「きょう食べる物ない」日本のミャンマー人留学生、限界生活 クーデターで避難、言葉の壁

生活の相談に訪れたミャンマー人留学生の話を聞く「ミャンマー関西」の猶原信夫代表(奥)=神戸市長田区久保町6

 5月に入り、在日ミャンマー人を支援する市民団体「ミャンマー関西」(神戸市長田区)にミャンマー人留学生から生活苦の相談が相次いでいる。新型コロナウイルス禍の水際対策が緩和されて以降、留学生が急増しているが、まだ日本語ができないためアルバイトに就けず、困窮に陥るケースが目立つ。2021年のクーデター後の混乱が続く現地は出国ラッシュになっているといい、同団体は留学生への緊急支援活動を始めた。(高田康夫)

 「食べる物がない」

 5月13日、ミャンマー関西の事務所で留学生4人が窮状を訴えた。18~25歳の男性1人と女性3人で、4月上旬に来日。同団体の猶原信男代表(71)によると、同様の相談は「5月だけで計8人」に上るという。

 4人はミャンマー南部出身。21年2月のクーデター後、民主派勢力と国軍の戦闘により近隣でも民家が燃えるなどしたという。電力供給がほぼなくなり、2日間全く電気が使えない時もあった。「今も大きな音がすると不安になる」と女性(19)。高校を卒業したが、大学は閉鎖されて進学できなかった。

 女性は「ミャンマーでの生活は難しい」と日本への留学を決めた。まだ日本語での日常会話は難しいが、現地の日本語学校に約500万チャット(約32万5千円)を支払って手続きを急ぎ、神戸市内の日本語学校に留学した。

 日本語学校が多い神戸市内には多くの留学生らがおり、国籍別の人口でミャンマー人は963人(4月末現在)。水際対策緩和前の昨年3月末から約3倍に急増している。一定の給与がある技能実習生と違い、多くの留学生は週28時間以内に定められたアルバイトで生活費や授業料を賄っており、仕事が見つからなければ生活が成り立たない。

利用データ =>
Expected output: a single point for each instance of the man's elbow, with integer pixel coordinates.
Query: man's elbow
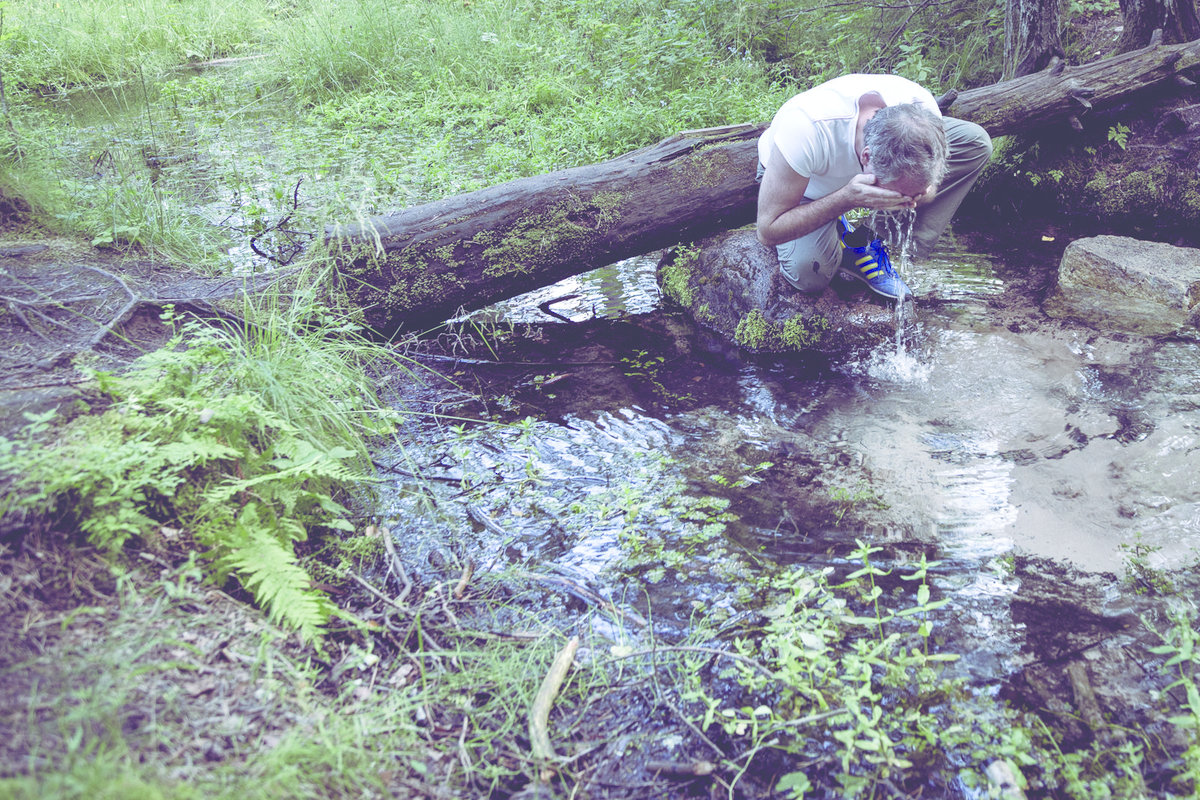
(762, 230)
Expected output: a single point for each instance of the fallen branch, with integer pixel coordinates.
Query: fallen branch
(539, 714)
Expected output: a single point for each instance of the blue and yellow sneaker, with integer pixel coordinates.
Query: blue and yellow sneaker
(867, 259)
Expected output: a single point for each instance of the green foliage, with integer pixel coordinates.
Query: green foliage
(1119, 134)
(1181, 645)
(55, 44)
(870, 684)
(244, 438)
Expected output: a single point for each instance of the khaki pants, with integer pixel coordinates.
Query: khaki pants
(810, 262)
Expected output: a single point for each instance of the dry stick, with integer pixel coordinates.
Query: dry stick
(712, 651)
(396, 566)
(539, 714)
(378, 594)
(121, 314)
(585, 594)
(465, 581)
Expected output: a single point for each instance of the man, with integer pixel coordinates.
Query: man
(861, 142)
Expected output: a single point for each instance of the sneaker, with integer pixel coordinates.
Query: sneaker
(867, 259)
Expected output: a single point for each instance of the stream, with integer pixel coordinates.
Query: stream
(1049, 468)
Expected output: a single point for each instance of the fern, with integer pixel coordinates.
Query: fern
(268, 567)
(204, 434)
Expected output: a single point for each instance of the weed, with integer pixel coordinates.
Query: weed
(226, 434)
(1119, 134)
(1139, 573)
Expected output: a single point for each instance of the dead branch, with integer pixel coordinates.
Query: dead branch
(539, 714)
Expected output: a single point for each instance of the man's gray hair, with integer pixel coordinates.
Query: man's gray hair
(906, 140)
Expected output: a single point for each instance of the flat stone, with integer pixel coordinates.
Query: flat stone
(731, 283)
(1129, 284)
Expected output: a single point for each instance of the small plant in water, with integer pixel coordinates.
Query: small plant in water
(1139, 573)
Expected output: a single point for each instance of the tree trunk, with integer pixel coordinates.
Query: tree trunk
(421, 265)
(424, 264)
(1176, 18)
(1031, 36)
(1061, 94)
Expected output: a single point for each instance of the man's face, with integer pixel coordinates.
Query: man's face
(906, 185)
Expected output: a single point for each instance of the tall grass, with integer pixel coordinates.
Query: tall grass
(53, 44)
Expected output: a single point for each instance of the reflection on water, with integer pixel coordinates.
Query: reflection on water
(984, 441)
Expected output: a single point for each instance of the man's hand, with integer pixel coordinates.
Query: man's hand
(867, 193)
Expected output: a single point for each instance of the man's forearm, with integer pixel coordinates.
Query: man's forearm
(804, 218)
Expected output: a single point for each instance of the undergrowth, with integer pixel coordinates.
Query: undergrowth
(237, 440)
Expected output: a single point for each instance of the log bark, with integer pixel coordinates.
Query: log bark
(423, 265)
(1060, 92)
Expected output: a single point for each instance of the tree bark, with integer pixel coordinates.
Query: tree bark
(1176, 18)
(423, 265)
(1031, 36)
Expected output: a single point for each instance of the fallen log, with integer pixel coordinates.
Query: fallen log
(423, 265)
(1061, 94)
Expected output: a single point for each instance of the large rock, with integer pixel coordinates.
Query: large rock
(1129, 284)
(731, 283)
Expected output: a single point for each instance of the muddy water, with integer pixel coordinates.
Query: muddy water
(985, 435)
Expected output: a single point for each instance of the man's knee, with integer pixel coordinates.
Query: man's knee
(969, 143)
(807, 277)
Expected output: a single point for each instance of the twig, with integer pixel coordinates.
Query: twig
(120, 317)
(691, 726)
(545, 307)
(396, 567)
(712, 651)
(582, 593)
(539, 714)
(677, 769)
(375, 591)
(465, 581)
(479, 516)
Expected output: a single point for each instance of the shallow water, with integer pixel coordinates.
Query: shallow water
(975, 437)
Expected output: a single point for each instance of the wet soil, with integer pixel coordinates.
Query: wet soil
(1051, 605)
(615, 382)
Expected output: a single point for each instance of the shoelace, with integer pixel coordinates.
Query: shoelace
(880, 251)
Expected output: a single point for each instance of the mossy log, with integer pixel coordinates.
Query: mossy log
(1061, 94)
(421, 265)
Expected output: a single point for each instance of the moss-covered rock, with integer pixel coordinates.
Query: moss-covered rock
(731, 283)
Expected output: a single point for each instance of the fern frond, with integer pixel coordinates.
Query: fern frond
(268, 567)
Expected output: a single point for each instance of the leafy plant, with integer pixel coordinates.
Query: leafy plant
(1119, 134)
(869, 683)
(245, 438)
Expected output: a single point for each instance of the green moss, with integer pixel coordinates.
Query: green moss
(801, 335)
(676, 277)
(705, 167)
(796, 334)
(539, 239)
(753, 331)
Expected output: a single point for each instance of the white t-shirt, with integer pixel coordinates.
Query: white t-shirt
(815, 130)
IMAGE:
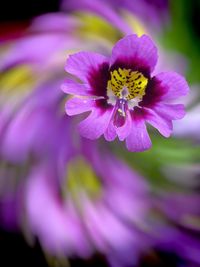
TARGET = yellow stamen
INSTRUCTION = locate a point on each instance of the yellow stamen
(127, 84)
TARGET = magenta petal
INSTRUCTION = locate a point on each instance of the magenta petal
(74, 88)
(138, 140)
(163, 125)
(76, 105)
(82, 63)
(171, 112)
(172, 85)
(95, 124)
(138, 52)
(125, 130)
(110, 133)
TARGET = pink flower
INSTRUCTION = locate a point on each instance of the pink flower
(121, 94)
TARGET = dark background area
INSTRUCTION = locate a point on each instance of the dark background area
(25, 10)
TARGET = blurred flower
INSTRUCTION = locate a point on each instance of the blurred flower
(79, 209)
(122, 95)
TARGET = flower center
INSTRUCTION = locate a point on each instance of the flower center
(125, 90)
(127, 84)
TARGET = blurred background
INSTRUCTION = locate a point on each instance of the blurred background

本文の設問 =>
#1 ミャンマー人留学生の記事について、次の問いに答えること。
(a) 事務所で窮状を訴えた留学生4人は、いつ来日したか。
(b) 4月末現在、神戸市内のミャンマー人は何人か。
(c) 多くの留学生のアルバイトは、週何時間以内と定められているか。
#2 ミャンマー人留学生の記事を、最後の文の後から書き継ぐこと。
これらの記録は、課題文とは別の出典から取ったものである。

解答一覧 =>
#1
(a) 4月上旬
(b) 963人
(c) 週28時間以内

#2
 4人も日本で働きながら学ぶ計画だが、「日本で働くのが難しいとは知らなかった」と話す。現地の日本語学校に留学手続きを依頼する際、日本での仕事を探してくれると聞いたが、まだ日本語で会話ができないため、紹介された会社に就労を断られたという。

 ミャンマーから持ってきた食べ物などで1カ月以上しのいできたが、いよいよ生活が行き詰まり、知り合いのミャンマー人留学生を通じて知ったミャンマー関西の戸をたたいた。

 猶原さんによると、現地では電力不足や物価高騰が深刻な上、ホテルやレストランなどで雇用がなくなり、日給800円の仕事に人々が殺到するという。そんな中で留学できるのは「ある程度の余裕がある家庭」だが、親元から来日後の支援までは期待できない。

 猶原さんは4人に当面1週間の食費や米などを渡すとともに、留学生を対象に炊き出しの実施も検討する。「このペースで増え続ければ持たない」と緊急支援カンパも呼びかけ始めた。

 相談に訪れる留学生は、ミャンマー国内の少数民族が目立つという。「国軍の暴力は収まるどころか過激になり、空爆も続いている。しわ寄せが地方の少数民族を直撃していることを知ってほしい」としている。

 カンパの振込先は、郵便振替口座00930-9-276064。加入者名は「ミャンマー関西」。